DATASET ENTRIES:
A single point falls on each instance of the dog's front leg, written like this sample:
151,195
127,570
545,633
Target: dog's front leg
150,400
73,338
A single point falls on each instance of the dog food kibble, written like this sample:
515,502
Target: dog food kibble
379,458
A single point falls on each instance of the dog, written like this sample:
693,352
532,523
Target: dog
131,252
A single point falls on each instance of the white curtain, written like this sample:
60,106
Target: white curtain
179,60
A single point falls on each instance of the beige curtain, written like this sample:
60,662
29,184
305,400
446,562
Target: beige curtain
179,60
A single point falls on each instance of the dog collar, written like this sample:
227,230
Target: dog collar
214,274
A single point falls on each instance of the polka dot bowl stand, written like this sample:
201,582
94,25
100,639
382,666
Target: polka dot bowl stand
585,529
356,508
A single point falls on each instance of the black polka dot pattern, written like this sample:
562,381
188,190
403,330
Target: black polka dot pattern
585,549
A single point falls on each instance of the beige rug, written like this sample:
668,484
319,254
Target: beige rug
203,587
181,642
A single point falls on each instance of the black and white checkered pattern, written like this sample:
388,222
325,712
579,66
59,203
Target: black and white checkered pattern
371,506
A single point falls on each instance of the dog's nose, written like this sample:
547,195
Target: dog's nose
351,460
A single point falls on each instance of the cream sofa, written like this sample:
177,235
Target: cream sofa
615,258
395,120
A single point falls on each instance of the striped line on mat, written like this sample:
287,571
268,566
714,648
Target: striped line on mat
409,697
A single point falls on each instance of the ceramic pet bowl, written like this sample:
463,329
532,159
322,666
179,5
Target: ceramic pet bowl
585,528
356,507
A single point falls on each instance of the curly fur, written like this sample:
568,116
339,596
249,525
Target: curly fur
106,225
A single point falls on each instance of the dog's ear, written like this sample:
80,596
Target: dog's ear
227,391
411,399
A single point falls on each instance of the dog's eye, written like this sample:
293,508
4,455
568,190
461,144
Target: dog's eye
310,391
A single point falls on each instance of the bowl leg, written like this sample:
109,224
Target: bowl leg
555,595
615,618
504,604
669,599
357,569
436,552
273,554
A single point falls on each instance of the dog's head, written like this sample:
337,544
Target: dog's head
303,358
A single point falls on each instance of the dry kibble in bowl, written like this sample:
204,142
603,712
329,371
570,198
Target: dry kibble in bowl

ACTIVITY: Give back the entire listing with every word intact.

ANSWER BOX:
A single point falls on each instance of the dog's front leg, written like this sample:
151,195
127,570
545,633
Target: dog's front leg
150,400
73,338
A single point falls on each instance of the dog food kibble, written like this sample:
515,502
Target: dog food kibble
379,458
A single point falls on each instance of the dog, written like this sample:
693,352
532,523
Target: dog
131,252
A single point falls on each instance of the white curtain, written like this sample:
60,106
Target: white curtain
179,60
A single point falls on each instance of the beige curtain, written like this sample:
60,662
29,184
305,400
446,562
Target: beige curtain
179,60
A single point falls on each instance of the dog collar, written like this sample:
227,230
Target: dog collar
214,274
A single point falls on each instance of the polka dot bowl stand, written like this sample:
201,582
94,25
100,639
382,666
Target: polka dot bowl stand
585,529
356,508
A single point falls on each instance of the black polka dot pattern, written like this sample:
562,381
188,190
403,330
Target: black polka dot pattern
585,549
A single point falls on each instance of the beige rug, written like this sample:
668,484
319,254
Target: beige rug
203,587
181,642
A single point falls on each instance of the black and white checkered pattern, written like this sample:
388,222
325,712
579,66
59,203
Target: black and white checkered pattern
371,506
A single point falls on each instance of the dog's nose, written like this sample:
547,195
Target: dog's nose
351,460
A single point falls on each instance of the cream sofa, written like this sample:
177,235
Target: cream sofa
615,258
395,120
A single point falls on each instance of the striped line on mat, written like this sample:
287,571
268,566
714,648
Target: striped line on mat
409,697
A single point falls on each instance of the ceramic pet bowl, written like this sample:
463,329
532,159
322,666
179,5
Target: ceramic pet bowl
585,528
356,507
A single point falls on each instance of the curly fur, written like this sample:
568,116
339,596
249,525
Target: curly fur
106,225
A single point falls on each instance of the dog's ear, written like this sample:
80,596
Target: dog's ear
227,391
411,399
A single point falls on each instance of the dog's eye, written like this sample:
293,508
4,455
568,190
461,144
Target: dog's eye
310,391
A single point falls on each instance of the bowl leg, written like this sample:
109,224
Target: bowl leg
555,595
615,618
504,604
669,599
357,569
436,552
273,554
A single point falls on each instance of the dog's head, written like this sample:
337,544
Target: dog's head
303,358
A single point falls on each instance of the dry kibble in bowl, written like this sample:
204,142
603,712
329,371
570,198
Target: dry kibble in bowl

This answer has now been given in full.